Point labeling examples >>
○ ○ ○ ○ ○ ○ ○

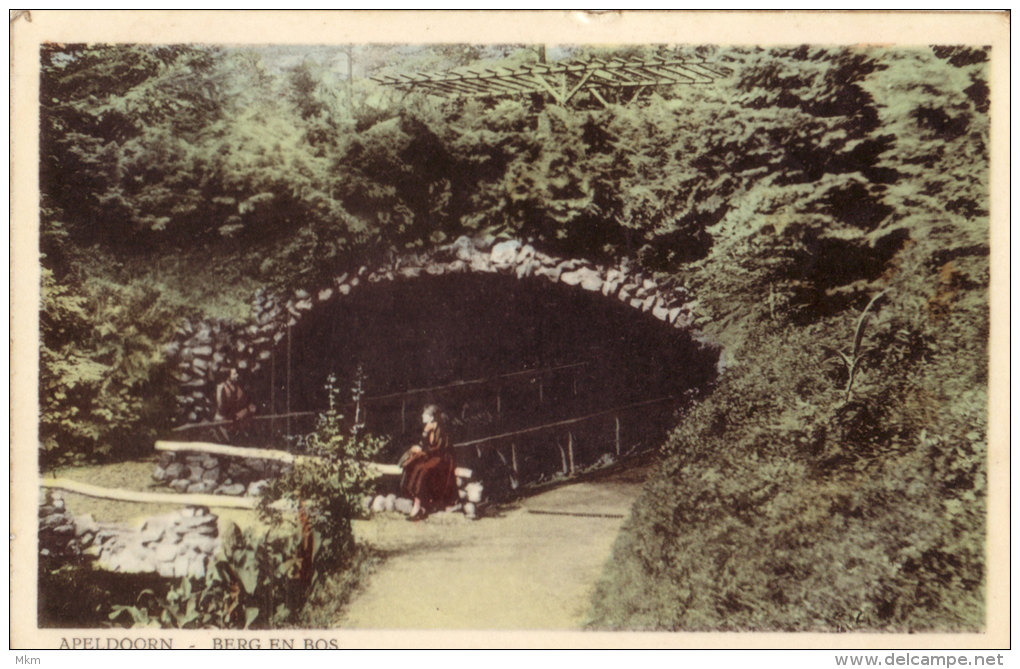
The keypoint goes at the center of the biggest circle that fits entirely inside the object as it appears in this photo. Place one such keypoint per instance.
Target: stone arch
(204, 351)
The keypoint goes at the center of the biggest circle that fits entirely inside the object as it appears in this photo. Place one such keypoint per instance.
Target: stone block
(166, 553)
(525, 268)
(505, 253)
(481, 263)
(233, 489)
(551, 272)
(474, 492)
(526, 253)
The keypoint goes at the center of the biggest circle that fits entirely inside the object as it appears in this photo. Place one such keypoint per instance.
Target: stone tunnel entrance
(468, 343)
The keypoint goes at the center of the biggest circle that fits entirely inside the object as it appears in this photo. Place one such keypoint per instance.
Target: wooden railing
(404, 397)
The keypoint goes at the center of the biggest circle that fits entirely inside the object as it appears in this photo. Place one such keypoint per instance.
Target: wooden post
(272, 391)
(288, 379)
(570, 449)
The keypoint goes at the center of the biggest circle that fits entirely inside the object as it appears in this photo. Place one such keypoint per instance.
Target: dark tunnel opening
(499, 355)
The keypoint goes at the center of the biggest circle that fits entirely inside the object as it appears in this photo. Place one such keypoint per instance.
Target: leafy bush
(104, 386)
(327, 485)
(253, 584)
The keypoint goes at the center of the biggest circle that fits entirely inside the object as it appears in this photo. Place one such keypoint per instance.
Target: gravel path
(530, 565)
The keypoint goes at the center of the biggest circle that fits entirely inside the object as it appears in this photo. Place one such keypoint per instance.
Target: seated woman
(429, 476)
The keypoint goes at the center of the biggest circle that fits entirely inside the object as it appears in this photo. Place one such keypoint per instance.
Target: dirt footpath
(530, 565)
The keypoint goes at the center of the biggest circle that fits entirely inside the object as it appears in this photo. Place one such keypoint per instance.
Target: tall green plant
(327, 486)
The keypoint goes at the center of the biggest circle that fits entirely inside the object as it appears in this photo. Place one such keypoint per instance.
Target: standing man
(233, 405)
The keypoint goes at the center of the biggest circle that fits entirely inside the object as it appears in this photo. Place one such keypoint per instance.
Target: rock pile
(177, 544)
(204, 351)
(471, 496)
(58, 532)
(218, 475)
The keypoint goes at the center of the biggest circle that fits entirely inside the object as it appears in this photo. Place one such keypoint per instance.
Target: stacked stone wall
(204, 351)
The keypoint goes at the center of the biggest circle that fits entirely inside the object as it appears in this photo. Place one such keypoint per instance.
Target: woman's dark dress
(430, 476)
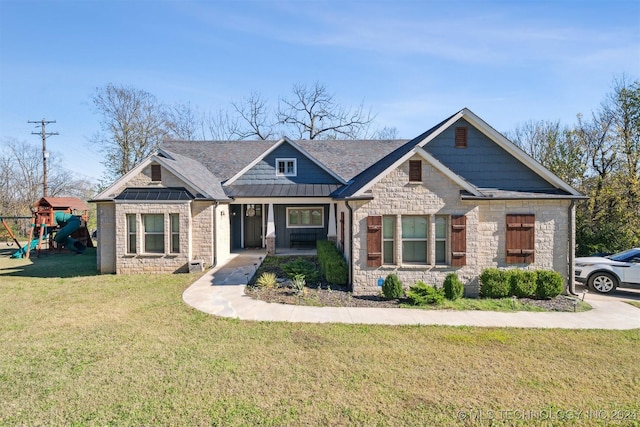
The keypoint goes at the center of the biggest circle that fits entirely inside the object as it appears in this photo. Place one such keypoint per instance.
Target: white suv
(604, 274)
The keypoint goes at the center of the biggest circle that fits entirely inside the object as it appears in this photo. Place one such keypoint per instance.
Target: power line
(45, 154)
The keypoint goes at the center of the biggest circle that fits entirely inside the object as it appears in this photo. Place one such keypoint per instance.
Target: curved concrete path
(220, 292)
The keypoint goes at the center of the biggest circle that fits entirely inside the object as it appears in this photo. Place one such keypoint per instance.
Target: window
(374, 241)
(458, 240)
(461, 137)
(153, 233)
(156, 173)
(286, 167)
(415, 170)
(131, 233)
(414, 239)
(441, 239)
(305, 217)
(448, 241)
(520, 239)
(175, 233)
(388, 239)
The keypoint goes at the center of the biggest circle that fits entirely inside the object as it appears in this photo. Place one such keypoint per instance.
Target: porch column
(332, 233)
(271, 232)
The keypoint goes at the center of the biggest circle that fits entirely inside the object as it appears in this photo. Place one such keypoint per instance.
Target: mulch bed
(323, 295)
(340, 297)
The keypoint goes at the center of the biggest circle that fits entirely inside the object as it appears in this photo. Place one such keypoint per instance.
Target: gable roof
(357, 165)
(344, 158)
(274, 148)
(364, 180)
(359, 186)
(190, 171)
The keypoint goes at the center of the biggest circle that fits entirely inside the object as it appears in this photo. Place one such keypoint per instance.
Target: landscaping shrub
(494, 284)
(267, 280)
(453, 287)
(523, 283)
(392, 287)
(423, 294)
(297, 283)
(549, 284)
(303, 267)
(332, 263)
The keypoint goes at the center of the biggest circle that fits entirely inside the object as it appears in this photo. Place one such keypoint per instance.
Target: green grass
(82, 349)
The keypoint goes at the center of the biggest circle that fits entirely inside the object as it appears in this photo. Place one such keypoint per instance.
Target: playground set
(60, 222)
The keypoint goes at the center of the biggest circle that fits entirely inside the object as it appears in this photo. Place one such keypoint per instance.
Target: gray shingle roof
(197, 173)
(226, 158)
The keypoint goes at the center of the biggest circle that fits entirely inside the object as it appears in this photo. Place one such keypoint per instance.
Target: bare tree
(21, 177)
(255, 115)
(220, 126)
(554, 146)
(182, 122)
(132, 126)
(313, 114)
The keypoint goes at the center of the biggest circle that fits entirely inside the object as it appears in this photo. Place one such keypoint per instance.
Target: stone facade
(485, 230)
(199, 223)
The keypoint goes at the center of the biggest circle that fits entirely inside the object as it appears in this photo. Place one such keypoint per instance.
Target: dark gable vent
(156, 173)
(461, 137)
(415, 170)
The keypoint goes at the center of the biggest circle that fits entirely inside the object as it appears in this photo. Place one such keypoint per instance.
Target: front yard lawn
(83, 349)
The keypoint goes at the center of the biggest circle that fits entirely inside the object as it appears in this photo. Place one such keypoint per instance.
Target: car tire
(603, 282)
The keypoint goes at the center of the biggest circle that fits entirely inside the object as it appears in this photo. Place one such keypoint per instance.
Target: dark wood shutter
(458, 240)
(342, 231)
(374, 241)
(156, 173)
(461, 137)
(521, 238)
(415, 170)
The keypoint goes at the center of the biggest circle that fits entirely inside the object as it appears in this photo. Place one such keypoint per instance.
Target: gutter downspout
(215, 233)
(571, 287)
(350, 243)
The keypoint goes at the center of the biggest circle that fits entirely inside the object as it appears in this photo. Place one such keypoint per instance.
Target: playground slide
(22, 252)
(69, 224)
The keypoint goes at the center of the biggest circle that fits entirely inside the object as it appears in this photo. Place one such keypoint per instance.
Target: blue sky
(413, 63)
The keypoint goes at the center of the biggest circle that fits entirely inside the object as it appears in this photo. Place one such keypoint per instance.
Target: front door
(253, 226)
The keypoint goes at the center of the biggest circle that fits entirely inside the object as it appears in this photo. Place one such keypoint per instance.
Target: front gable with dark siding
(308, 171)
(484, 163)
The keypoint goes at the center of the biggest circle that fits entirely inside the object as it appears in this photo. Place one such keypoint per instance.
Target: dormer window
(156, 173)
(415, 170)
(286, 167)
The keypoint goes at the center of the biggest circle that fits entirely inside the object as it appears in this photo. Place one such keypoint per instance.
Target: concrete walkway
(221, 292)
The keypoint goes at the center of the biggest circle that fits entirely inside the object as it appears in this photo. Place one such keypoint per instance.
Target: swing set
(59, 221)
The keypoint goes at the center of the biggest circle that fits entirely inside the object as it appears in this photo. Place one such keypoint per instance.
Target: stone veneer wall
(152, 263)
(201, 242)
(486, 228)
(222, 233)
(106, 250)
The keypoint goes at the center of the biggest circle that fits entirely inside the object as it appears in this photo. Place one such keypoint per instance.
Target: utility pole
(45, 154)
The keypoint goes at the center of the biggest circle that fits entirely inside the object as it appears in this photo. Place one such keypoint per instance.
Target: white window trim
(173, 233)
(446, 239)
(305, 208)
(431, 242)
(286, 160)
(162, 233)
(134, 234)
(391, 239)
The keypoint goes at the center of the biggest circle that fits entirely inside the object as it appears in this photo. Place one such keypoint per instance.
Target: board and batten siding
(264, 172)
(483, 162)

○ ○ ○ ○ ○ ○ ○

WORK TO DO >>
Extract every line of the records that contains the word "wooden".

TASK OUTPUT >>
Target: wooden railing
Target: wooden post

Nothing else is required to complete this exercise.